Extract each line below that contains the string "branch".

**Data shown**
Begin

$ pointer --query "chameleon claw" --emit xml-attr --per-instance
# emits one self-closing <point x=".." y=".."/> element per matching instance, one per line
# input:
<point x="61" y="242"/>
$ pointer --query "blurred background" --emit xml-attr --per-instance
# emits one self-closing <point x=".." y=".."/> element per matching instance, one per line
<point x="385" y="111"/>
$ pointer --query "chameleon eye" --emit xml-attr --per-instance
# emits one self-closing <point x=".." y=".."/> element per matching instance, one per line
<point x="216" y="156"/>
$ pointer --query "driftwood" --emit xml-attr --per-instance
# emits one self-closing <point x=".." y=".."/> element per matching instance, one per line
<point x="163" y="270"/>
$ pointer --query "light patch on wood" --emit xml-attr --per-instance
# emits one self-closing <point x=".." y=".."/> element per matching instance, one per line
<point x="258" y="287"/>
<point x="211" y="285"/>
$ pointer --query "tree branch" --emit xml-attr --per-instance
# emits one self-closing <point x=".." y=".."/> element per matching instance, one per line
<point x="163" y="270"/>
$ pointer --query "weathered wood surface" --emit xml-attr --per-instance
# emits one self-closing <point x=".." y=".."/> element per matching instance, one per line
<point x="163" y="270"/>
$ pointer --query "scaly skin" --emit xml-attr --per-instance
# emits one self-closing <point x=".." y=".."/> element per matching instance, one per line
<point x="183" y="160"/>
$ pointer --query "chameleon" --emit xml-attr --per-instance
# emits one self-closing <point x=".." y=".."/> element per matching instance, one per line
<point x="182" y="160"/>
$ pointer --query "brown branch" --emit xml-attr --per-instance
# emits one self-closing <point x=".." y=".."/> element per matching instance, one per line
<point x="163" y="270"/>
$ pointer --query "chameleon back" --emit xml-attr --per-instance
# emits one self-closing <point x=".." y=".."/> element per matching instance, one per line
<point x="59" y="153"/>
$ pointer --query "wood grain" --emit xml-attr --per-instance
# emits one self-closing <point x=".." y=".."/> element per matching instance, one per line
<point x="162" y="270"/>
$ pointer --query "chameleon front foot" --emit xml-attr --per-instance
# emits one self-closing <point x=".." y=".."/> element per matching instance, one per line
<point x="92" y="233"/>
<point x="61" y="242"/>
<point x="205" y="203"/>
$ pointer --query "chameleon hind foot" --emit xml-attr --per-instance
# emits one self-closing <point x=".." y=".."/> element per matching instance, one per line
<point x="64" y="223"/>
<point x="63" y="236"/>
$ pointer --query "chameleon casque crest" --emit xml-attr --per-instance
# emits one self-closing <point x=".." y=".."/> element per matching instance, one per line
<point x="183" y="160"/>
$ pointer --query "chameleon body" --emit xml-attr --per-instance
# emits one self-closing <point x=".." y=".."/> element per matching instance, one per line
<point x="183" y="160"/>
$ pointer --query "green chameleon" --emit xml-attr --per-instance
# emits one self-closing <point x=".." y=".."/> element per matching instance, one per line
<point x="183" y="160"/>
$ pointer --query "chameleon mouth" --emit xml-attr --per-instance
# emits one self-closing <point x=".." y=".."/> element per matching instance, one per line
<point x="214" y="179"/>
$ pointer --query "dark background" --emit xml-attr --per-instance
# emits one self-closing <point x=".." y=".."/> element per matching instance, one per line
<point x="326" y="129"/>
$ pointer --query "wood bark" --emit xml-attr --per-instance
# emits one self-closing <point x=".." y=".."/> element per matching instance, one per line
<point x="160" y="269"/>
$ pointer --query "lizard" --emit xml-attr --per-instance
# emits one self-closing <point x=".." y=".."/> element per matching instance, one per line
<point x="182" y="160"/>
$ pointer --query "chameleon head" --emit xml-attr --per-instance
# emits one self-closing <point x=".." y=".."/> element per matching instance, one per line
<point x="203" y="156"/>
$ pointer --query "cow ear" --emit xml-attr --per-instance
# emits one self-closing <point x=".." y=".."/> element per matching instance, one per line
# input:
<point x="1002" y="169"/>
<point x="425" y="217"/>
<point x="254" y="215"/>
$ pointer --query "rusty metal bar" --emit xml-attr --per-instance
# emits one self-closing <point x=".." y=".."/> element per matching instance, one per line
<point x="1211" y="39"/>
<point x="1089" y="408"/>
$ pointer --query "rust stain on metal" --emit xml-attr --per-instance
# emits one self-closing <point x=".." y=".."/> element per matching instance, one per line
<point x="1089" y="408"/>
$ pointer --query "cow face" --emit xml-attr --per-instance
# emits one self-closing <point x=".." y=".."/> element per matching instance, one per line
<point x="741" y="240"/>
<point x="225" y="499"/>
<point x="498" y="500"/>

End

**Result for this task**
$ pointer --query "tree branch" --emit xml-attr --per-instance
$ pointer --query "brown branch" --emit xml-attr --per-instance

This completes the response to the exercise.